# YOUR GOAL
Would you please copy each line of the data in which the string "dress" occurs?
EXERCISE DATA Block Start
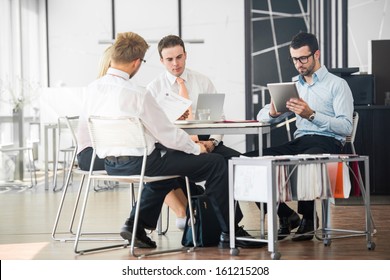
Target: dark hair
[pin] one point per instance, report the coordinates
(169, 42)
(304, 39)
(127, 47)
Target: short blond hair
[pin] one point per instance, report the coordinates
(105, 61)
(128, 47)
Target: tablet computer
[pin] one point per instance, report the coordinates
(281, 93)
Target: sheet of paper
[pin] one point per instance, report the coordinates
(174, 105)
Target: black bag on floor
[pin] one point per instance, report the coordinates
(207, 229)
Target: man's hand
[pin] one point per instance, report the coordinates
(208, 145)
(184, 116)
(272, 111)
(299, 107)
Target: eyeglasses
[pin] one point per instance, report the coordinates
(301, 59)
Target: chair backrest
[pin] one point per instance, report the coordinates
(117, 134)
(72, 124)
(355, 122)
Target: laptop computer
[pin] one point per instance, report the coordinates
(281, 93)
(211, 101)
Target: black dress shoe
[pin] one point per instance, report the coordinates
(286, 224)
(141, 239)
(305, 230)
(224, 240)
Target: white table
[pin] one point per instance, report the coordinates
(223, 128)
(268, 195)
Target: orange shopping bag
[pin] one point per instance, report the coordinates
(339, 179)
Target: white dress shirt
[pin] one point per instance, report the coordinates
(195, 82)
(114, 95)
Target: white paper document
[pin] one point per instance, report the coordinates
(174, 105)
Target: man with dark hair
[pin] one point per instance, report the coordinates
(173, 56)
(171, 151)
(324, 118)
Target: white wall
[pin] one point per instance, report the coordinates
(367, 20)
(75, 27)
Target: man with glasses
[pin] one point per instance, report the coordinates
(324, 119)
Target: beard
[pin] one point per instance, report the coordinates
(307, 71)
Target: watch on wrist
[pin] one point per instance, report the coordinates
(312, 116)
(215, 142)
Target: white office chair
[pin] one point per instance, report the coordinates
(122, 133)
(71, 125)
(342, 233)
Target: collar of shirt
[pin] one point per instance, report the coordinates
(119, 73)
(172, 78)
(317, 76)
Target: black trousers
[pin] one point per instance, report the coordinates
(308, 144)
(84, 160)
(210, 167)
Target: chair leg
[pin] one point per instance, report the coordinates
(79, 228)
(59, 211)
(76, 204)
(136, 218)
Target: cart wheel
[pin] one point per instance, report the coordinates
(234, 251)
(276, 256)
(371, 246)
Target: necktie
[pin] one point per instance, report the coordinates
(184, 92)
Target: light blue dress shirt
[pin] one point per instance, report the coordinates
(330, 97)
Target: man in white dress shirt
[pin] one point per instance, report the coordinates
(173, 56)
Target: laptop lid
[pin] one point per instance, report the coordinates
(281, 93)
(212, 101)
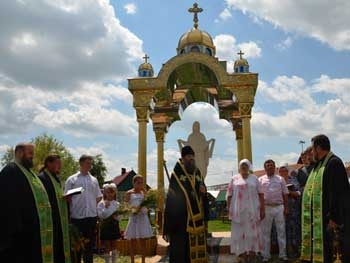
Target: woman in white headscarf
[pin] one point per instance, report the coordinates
EXERCISE DATA Block End
EXERCISE DATA Block Start
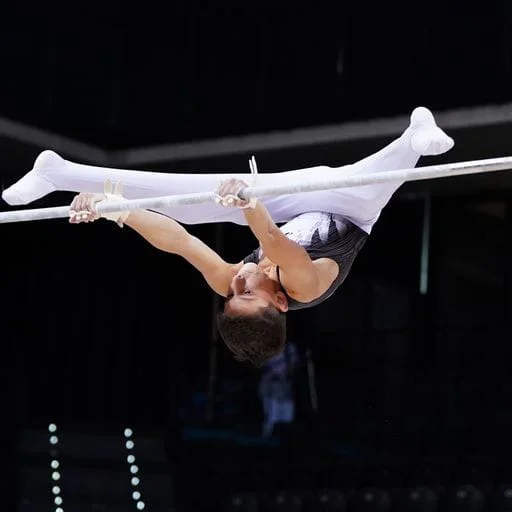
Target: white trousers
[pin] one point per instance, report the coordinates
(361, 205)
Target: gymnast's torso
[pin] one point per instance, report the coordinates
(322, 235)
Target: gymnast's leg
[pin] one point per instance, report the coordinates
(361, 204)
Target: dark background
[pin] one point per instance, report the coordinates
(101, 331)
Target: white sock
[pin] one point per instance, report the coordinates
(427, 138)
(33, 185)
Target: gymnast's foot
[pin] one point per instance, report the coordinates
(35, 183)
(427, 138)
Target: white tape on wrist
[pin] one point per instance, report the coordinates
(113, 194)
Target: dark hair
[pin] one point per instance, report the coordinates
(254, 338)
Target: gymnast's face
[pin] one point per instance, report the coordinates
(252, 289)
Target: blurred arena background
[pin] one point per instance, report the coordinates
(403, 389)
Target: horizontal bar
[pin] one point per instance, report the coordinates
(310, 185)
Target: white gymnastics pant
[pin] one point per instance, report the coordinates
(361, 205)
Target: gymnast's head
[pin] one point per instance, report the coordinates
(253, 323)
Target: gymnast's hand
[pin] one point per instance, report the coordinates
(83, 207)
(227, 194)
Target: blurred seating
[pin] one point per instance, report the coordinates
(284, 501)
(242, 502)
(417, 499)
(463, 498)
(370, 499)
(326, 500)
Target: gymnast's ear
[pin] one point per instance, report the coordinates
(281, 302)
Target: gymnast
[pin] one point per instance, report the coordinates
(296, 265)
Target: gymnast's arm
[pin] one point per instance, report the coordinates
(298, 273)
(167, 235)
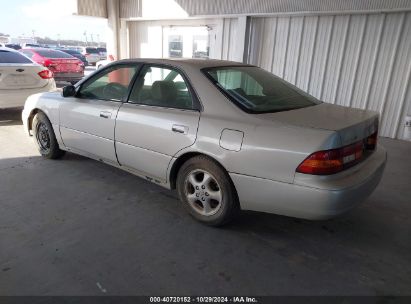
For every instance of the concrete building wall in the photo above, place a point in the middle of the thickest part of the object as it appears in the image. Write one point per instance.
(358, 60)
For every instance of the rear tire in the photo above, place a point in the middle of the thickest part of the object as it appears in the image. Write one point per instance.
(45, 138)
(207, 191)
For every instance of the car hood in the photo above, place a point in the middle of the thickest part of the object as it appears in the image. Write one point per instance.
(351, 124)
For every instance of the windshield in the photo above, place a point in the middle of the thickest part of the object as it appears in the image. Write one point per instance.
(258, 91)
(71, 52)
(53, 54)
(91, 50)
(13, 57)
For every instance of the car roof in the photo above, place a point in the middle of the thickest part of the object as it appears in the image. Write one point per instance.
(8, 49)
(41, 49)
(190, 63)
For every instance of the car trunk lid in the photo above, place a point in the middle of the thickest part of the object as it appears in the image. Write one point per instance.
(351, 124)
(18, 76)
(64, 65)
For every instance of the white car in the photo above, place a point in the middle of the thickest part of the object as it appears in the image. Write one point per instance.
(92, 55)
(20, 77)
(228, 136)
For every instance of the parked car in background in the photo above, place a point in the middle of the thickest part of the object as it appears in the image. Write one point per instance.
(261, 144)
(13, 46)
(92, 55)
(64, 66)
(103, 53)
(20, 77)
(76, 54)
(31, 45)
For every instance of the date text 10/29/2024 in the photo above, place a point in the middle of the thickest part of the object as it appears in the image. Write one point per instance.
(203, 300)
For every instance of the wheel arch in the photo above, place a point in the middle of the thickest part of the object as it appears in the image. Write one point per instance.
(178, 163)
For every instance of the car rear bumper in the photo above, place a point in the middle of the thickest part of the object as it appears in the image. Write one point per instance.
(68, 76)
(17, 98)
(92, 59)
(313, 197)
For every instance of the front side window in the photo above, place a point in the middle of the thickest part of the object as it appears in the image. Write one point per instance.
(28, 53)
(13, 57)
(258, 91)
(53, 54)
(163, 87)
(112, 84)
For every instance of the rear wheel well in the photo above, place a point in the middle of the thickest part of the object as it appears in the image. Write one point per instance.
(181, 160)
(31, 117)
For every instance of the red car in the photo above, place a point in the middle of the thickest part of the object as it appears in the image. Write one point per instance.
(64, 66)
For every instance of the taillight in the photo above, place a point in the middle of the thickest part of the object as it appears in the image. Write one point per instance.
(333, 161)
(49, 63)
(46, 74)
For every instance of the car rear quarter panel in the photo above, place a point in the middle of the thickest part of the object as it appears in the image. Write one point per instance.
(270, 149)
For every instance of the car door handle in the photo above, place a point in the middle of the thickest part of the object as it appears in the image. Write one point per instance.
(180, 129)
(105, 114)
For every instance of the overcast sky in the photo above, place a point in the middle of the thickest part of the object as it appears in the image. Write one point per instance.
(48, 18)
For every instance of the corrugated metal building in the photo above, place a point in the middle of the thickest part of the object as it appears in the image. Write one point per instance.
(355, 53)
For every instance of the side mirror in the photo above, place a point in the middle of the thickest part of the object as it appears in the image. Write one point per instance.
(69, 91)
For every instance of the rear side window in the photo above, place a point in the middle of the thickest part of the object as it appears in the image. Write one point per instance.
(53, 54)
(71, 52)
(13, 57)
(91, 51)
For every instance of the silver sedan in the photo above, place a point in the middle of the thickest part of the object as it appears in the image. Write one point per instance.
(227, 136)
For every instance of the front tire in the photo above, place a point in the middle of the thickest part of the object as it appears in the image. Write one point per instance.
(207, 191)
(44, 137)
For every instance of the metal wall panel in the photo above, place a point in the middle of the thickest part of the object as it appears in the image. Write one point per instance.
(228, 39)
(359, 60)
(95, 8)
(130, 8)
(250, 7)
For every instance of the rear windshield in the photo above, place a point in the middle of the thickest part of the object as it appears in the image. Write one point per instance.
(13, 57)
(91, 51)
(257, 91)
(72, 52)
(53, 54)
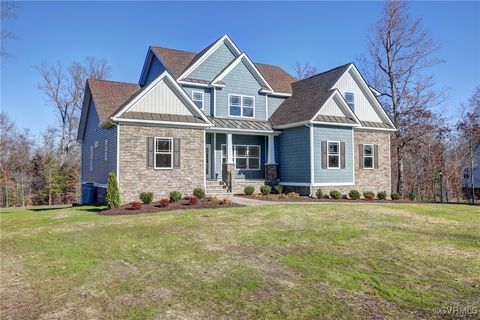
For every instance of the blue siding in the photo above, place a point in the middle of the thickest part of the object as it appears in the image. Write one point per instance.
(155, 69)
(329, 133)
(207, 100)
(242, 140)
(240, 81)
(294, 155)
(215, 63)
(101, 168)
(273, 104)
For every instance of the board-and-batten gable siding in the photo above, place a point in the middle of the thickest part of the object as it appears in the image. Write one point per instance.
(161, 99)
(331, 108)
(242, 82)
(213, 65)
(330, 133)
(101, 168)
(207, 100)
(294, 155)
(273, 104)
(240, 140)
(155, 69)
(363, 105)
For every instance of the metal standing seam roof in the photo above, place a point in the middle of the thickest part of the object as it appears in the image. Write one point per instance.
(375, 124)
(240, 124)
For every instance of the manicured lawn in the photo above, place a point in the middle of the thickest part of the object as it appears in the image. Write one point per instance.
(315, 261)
EXERCISE DATA Block End
EXERCISE DATA Block Start
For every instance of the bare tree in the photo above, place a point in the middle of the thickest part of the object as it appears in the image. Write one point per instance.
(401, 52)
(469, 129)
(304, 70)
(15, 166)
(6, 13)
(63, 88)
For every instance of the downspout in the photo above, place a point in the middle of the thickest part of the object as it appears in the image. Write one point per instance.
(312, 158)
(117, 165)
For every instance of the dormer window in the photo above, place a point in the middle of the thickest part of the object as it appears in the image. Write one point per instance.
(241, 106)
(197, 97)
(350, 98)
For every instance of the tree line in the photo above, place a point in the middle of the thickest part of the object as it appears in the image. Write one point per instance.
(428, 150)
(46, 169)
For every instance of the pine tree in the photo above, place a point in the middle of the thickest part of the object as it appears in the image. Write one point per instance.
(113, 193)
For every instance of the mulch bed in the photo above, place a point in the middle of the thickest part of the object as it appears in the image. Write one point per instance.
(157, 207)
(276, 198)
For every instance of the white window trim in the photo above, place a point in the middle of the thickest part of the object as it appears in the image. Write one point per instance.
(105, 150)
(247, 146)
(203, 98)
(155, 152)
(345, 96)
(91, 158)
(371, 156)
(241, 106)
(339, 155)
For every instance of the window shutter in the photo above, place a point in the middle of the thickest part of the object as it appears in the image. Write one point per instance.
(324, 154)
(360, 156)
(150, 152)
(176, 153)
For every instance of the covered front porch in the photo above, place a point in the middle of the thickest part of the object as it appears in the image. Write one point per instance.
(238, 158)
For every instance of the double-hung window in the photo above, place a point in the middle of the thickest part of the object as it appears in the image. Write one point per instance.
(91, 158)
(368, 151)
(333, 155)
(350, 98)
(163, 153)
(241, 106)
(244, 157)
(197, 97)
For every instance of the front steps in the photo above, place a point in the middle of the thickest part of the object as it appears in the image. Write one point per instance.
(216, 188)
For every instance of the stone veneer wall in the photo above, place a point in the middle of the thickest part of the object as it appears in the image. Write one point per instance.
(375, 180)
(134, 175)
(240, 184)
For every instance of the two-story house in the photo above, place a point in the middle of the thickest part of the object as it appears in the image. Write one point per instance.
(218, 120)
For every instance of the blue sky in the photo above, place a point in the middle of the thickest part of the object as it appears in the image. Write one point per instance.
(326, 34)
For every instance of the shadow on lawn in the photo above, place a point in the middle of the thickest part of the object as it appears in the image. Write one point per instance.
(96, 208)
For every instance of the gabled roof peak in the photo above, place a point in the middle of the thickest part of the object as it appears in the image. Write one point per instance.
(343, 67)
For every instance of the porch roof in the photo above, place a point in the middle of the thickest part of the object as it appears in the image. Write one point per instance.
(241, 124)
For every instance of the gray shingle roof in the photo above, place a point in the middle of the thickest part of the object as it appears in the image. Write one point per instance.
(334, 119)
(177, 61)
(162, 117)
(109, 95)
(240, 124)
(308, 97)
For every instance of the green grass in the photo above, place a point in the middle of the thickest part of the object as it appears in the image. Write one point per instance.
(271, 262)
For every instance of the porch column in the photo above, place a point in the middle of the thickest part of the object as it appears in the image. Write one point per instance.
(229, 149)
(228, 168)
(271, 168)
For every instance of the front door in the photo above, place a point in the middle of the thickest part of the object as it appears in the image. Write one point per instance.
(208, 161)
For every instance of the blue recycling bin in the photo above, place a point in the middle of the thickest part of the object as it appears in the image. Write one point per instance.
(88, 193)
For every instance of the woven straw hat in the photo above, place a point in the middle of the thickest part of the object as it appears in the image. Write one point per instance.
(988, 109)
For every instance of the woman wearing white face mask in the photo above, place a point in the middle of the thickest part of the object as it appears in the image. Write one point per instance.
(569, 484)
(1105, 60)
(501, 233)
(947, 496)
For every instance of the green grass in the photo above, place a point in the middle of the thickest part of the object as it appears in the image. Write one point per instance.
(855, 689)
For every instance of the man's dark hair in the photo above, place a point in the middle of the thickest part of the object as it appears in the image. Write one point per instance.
EXERCISE DATA Block End
# RESPONSE AREA
Target: black dress shoe
Target: white dress shirt
Target: light blue dress shirt
Target: man in white dress shirt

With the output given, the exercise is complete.